I fear blogging about my job because what I say might come back around, but I would never know that the blog is what bit me. There’s a lot more to it than just convincing my manager (and his manager) that blogging would be good for the company’s relationship with its employees and customers; unfortunately, my company is in an industry which itself shuns change and fears that the public will discover their dirty secrets of inefficiency-at-the-public’s-expense. It’s a mess. We’re trying to fix it but you become like what/who you associate with and entropy is not on our side.
Corporate Fear.
Fear of being different. Fear of telling your boss your ideas. Fear of speaking up in meetings. Fear of going up to someone you don’t know and introducing yourself. Fear of doing something that might destroy your career.
Fear of weblogging.
It’s time we get over our fears.
I meet a lot of people around the industry. Almost everytime I meet someone, I ask them “do you have a weblog?” That’s my way of saying “I like you and want to hear more of your ideas.” Even deeper: I want a permanent relationship with you (and not of the sexual kind, either).

Source data:
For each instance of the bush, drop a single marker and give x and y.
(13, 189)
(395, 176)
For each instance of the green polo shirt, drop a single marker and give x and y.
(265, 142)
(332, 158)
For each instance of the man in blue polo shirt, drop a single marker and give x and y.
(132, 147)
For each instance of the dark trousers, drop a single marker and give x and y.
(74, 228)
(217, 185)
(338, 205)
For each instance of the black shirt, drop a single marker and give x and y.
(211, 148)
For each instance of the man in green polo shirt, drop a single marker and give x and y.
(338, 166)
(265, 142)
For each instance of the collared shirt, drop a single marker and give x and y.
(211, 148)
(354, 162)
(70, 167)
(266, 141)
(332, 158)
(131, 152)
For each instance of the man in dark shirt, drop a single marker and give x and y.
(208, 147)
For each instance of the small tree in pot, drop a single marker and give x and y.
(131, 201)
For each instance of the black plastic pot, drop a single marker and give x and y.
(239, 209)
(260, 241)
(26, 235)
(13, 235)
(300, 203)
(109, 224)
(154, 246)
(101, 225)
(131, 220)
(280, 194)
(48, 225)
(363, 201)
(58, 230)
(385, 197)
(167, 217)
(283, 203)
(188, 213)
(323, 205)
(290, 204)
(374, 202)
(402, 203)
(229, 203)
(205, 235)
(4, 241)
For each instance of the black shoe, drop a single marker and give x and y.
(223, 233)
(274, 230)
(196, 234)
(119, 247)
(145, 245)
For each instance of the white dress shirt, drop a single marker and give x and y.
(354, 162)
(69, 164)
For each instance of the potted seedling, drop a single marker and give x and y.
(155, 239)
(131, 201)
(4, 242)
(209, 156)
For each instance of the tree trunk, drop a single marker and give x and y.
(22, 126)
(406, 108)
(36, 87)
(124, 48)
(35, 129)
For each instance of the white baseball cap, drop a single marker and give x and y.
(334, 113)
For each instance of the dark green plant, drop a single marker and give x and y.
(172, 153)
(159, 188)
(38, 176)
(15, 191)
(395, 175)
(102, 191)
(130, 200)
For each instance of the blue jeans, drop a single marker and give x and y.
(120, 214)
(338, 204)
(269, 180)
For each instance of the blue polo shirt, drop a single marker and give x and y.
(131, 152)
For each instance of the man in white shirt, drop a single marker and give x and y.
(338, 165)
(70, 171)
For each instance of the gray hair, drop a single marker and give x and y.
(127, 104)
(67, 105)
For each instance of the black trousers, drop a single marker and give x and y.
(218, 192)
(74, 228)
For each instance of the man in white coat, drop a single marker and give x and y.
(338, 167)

=== Tasks to complete ===
• 1. In the listing, switch "blue jeans" to "denim jeans" in the lines starting at the one containing "For each instance of the dark green" and ending at the final line of the listing. Reproduce only those lines, with everything else unchanged.
• 2. Proceed with the piece on corporate fear, continuing from its last sentence.

=== Outputs for the tasks ===
• 1.
For each instance of the dark green plant, drop a single marker and give x and y.
(172, 153)
(159, 188)
(38, 176)
(15, 191)
(395, 175)
(102, 191)
(130, 200)
For each instance of the denim jeans, drop a single marker and give x and y.
(120, 214)
(338, 204)
(269, 180)
For each instance of the blue polo shirt, drop a single marker and give x and y.
(131, 152)
For each instance of the man in white shirt, drop a single marker and give x and y.
(338, 165)
(70, 171)
For each instance of the gray hair, drop a single marker and give x and y.
(127, 104)
(67, 105)
For each instance of the black trousers, drop a single marker and give x and y.
(218, 192)
(74, 228)
For each instance of the man in white coat, drop a single marker and give x and y.
(338, 167)

• 2.
I’ve asked this question of people at Apple. Google. IBM. eBay. Real Networks. Cisco. Intel. HP. Amazon. And, yes, here at Microsoft.
Too often the answer is “I couldn’t do that.”
“Why not?” I ask.
“Because I might get fired,” is often the answer. I hate that answer. It’s an example of corporate fear. An artifact of a management system that doesn’t empower its employees to act on behalf of customers.
I find this fear disturbing. Imagine being a flight attendant with this kind of fear. “Sorry, I can’t talk to the passengers in this plane today cause I might get fired.”
I’m not the only one who sees it, either. John McCain, in the September 2004 Fast Company, went looking for courage.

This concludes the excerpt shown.